**TASK OBJECTIVE:**
Which of the lines below include "background"? Each one should be copied out.

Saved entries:
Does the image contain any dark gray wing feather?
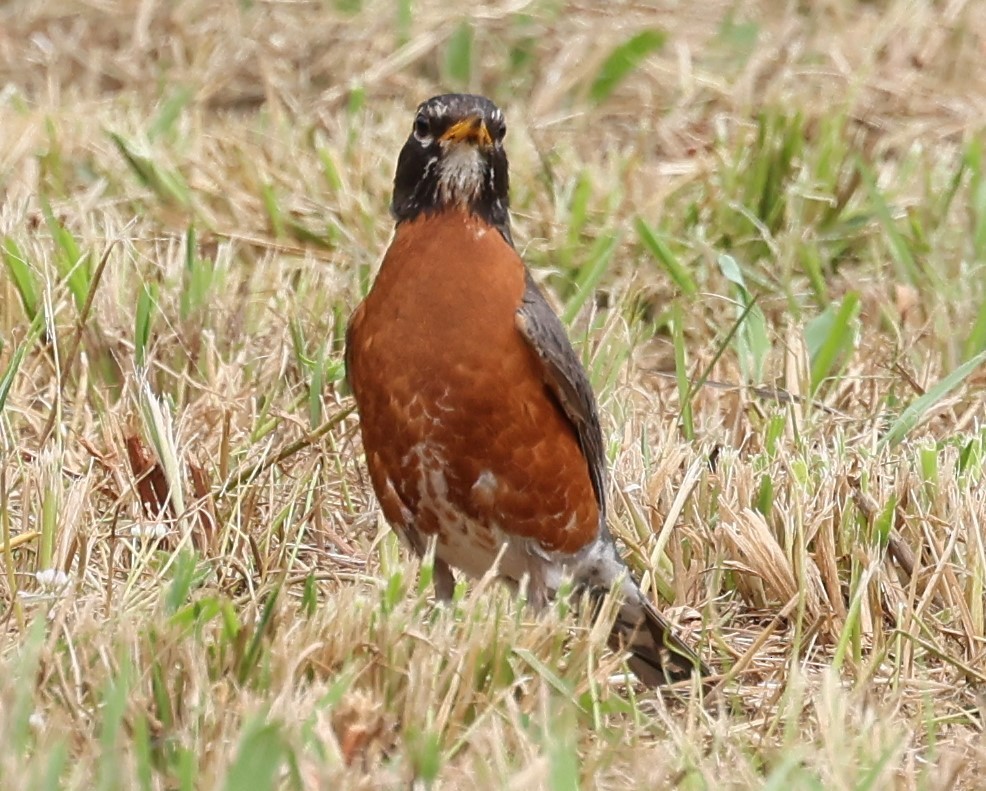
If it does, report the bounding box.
[515,270,607,518]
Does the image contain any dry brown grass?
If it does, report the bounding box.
[1,0,985,788]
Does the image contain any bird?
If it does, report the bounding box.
[346,93,709,686]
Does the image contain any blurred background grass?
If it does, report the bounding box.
[1,1,985,789]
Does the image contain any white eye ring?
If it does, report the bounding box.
[413,115,432,144]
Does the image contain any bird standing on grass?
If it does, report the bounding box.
[346,93,709,685]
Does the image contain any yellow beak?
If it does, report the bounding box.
[440,115,493,148]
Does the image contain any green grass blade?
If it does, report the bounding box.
[148,85,192,141]
[395,0,413,44]
[0,343,29,416]
[39,479,57,570]
[315,141,344,193]
[135,279,158,369]
[671,301,693,440]
[633,217,697,296]
[6,619,47,752]
[716,253,770,383]
[97,656,132,791]
[222,717,286,791]
[109,131,192,209]
[261,182,286,239]
[237,585,281,685]
[39,741,68,791]
[858,158,922,285]
[2,237,40,320]
[966,136,986,260]
[445,22,474,89]
[965,297,986,361]
[880,348,986,448]
[561,231,619,325]
[565,170,593,252]
[133,715,156,791]
[164,550,204,615]
[590,30,666,103]
[180,225,217,321]
[805,292,860,394]
[40,195,91,311]
[308,343,325,428]
[547,713,581,791]
[0,310,45,415]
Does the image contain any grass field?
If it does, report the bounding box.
[2,1,985,788]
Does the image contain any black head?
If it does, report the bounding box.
[390,94,512,245]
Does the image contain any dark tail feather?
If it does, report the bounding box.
[609,594,710,687]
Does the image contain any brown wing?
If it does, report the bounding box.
[515,270,607,520]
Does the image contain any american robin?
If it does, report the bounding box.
[346,93,709,685]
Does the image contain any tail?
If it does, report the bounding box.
[608,586,710,687]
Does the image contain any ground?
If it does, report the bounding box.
[0,1,984,789]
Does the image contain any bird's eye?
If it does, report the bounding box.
[494,121,507,142]
[413,115,432,140]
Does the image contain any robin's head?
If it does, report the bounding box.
[391,93,511,243]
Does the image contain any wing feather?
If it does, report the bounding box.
[515,271,607,519]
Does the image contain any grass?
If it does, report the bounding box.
[1,0,985,788]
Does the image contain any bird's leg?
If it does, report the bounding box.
[397,526,456,603]
[433,558,456,602]
[417,533,455,603]
[523,560,551,612]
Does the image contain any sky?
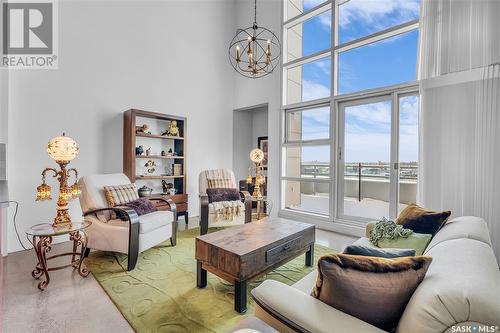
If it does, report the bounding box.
[291,0,420,163]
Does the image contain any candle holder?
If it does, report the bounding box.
[36,133,81,227]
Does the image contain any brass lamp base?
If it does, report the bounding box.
[53,208,72,227]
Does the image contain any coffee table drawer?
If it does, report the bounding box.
[266,236,303,263]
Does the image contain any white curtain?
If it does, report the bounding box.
[419,0,500,259]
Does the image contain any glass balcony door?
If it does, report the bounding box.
[338,95,394,222]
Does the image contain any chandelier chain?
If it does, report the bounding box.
[254,0,257,25]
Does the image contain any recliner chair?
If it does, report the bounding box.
[78,173,177,270]
[199,169,252,235]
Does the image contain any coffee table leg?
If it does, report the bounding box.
[197,260,207,288]
[235,280,247,313]
[305,244,314,267]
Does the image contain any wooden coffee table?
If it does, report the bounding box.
[195,218,315,313]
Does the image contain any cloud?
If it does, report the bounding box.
[340,0,420,30]
[302,80,330,101]
[346,101,392,126]
[304,0,327,10]
[318,11,331,30]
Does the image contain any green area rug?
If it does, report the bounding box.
[85,227,333,333]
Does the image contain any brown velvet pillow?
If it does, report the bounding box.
[396,204,451,236]
[311,254,432,332]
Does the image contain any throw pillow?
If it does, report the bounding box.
[206,188,241,203]
[311,254,432,332]
[396,204,451,236]
[343,245,416,258]
[207,178,233,189]
[103,184,139,207]
[377,232,432,256]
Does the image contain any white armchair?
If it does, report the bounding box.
[78,173,177,271]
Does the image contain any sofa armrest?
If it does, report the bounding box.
[251,280,384,333]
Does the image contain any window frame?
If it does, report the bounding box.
[280,0,420,226]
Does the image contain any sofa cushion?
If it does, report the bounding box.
[396,204,451,236]
[344,245,416,258]
[425,216,492,253]
[138,211,173,234]
[397,238,500,333]
[312,254,432,332]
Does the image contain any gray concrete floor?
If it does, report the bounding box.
[2,217,356,333]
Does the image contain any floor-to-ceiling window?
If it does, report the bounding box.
[281,0,420,225]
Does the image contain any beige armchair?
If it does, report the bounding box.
[78,173,177,271]
[199,169,252,235]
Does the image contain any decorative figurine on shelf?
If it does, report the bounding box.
[136,145,144,156]
[166,148,173,157]
[161,150,166,156]
[146,147,151,156]
[162,180,173,194]
[167,188,177,195]
[138,185,153,198]
[144,160,157,174]
[136,124,151,135]
[161,120,179,137]
[36,133,81,227]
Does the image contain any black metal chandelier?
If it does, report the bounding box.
[228,0,281,78]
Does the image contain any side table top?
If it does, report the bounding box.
[196,218,315,257]
[26,221,91,237]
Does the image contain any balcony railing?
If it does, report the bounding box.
[298,162,418,203]
[300,162,417,180]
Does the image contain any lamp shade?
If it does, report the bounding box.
[47,133,79,162]
[250,148,264,163]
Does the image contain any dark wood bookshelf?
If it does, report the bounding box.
[123,109,188,223]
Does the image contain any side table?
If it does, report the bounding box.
[26,221,91,290]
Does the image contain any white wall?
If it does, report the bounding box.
[233,0,281,217]
[252,106,268,146]
[233,110,253,182]
[6,0,237,253]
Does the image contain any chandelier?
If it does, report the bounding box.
[228,0,281,78]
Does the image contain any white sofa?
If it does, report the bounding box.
[251,216,500,332]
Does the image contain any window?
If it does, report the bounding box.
[286,56,331,105]
[281,0,420,223]
[338,30,418,94]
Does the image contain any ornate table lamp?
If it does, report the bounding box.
[247,148,267,219]
[248,148,266,200]
[36,133,81,227]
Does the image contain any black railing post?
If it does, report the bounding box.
[358,162,362,202]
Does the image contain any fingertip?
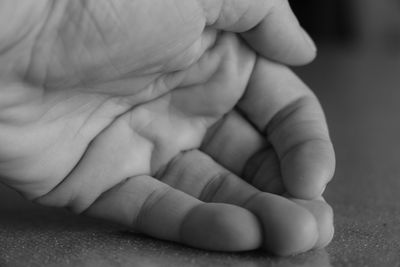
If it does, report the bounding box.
[180,203,262,251]
[293,199,335,249]
[284,27,317,66]
[285,179,327,200]
[283,140,336,199]
[311,207,334,250]
[245,193,318,256]
[268,208,318,256]
[242,26,317,66]
[239,4,318,66]
[300,27,318,63]
[198,0,318,66]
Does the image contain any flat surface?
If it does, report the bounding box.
[1,46,400,266]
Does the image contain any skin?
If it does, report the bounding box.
[0,0,335,256]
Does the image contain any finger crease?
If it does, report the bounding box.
[265,96,310,137]
[135,186,171,230]
[280,138,332,164]
[199,172,230,202]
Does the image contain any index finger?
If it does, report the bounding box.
[196,0,316,65]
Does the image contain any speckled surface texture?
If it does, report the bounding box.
[1,47,400,266]
[0,208,331,267]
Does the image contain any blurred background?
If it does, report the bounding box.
[291,0,400,49]
[291,0,356,44]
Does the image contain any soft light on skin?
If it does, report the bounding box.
[180,203,262,251]
[244,193,318,256]
[0,0,334,255]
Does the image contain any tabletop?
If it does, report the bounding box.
[1,45,400,267]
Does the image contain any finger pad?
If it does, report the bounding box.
[283,141,335,199]
[180,203,262,251]
[245,194,318,256]
[293,199,335,249]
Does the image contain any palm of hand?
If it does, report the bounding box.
[0,0,334,255]
[1,1,251,200]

**TASK SOLUTION:**
Does the image contain any blurred background grass?
Does the image contain any blurred background?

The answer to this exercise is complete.